▸ **List of tasks**:
[1] According to the Eras tour article, how many Swifties traveled to Stockholm in May?
[2] Please reproduce the stretch of the Eras tour article from "Four months later, here" through "Chamber of Commerce.".
[3] Write what comes next in the Eras tour article, picking up after its final sentence.

▸ **Extract**:
= = = = = = =

Seismologists across Europe recorded Swifties making the ground shake. Taylor Swift concludes her Eras tour: Here are five things you should know


Taylor Swift’s “Eras” tour wraps up its European leg in London on Tuesday, after the American megastar wowed hundreds of thousands of fans across a dozen countries.

“I wish I could have toured Europe more. This is a dream crowd,” the 34-year-old singer told fans at Paris’s La Defense Arena, where she kicked off the run of shows in May.

Four months later, here are five takeaways from Swift’s time in Europe, as she goes out in “Style” in front of a 90,000-strong crowd at the British capital’s Wembley Stadium.

‘Swiftonomics’

From “Swiftflation” to economic boosts, European cities saw hotel prices soar as fans descended from around the world.

Heeding Swift’s song lyric “grab your passport and my hand”, 120,000 Swifties travelled from 130 countries to Stockholm in May, where they were expected to spend half a billion Swedish kronor ($46 million), according to the Stockholm Chamber of Commerce.

Hotel rooms also saw a price spike of “approximately 295 percent”, the chamber’s chief economist Carl Bergkvist told AFP, with some economists fearing the Swift craze could send Swedish consumer prices rising again.

= = = = = = =

▸ **Lines of data**:

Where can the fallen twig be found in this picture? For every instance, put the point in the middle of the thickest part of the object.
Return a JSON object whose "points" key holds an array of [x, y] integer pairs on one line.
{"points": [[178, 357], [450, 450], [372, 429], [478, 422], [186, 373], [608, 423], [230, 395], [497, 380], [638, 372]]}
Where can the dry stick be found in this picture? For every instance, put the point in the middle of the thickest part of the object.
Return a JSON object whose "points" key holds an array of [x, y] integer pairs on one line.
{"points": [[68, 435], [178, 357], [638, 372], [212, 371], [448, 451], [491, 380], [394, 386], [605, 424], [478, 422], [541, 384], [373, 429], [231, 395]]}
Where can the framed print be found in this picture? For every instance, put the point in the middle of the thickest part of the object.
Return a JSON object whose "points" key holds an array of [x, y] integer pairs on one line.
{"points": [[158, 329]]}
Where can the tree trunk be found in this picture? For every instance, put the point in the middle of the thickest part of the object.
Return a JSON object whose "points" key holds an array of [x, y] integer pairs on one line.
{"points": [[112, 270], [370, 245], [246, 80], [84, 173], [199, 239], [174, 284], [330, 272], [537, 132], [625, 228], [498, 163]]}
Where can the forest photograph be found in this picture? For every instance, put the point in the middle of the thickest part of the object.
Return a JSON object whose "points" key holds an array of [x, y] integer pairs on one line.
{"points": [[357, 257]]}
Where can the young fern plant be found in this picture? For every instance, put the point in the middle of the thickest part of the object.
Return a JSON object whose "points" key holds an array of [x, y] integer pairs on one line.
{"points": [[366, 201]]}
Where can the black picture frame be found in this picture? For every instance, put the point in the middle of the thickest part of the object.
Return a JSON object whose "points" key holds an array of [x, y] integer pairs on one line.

= = = = = = =

▸ **Replies**:
[1] 120,000 Swifties, from 130 countries.

[2]
Four months later, here are five takeaways from Swift’s time in Europe, as she goes out in “Style” in front of a 90,000-strong crowd at the British capital’s Wembley Stadium.

‘Swiftonomics’

From “Swiftflation” to economic boosts, European cities saw hotel prices soar as fans descended from around the world.

Heeding Swift’s song lyric “grab your passport and my hand”, 120,000 Swifties travelled from 130 countries to Stockholm in May, where they were expected to spend half a billion Swedish kronor ($46 million), according to the Stockholm Chamber of Commerce.

[3]
Two concerts in Madrid are estimated to have injected 25 million euros ($27.6 million) into the Spanish capital’s economy.

And the tour was forecasted to boost the UK economy by almost £1 billion ($1.3 billion), Barclays bank said in a study titled “Swiftonomics”.

‘Shake it off’

Seismologists across the continent recorded Swifties literally making the ground shake.

In Lisbon in May, concerts triggered seismic activity detected up to six kilometres (four miles) from the stadium. The strongest activity was recorded appropriately during the song “Shake it off”, reaching a magnitude of 0.82 on the Richter scale.

In Edinburgh, the British Geological Survey revealed fan favourites “Ready for It?”, “Cruel Summer” and “Champagne Problems” resulted in the “most significant seismic activity”.

During “Ready for It?”, the crowd in the Scottish capital transmitted approximately 80 kilowatts of power — equivalent to some 6,000 car batteries, the geologists said.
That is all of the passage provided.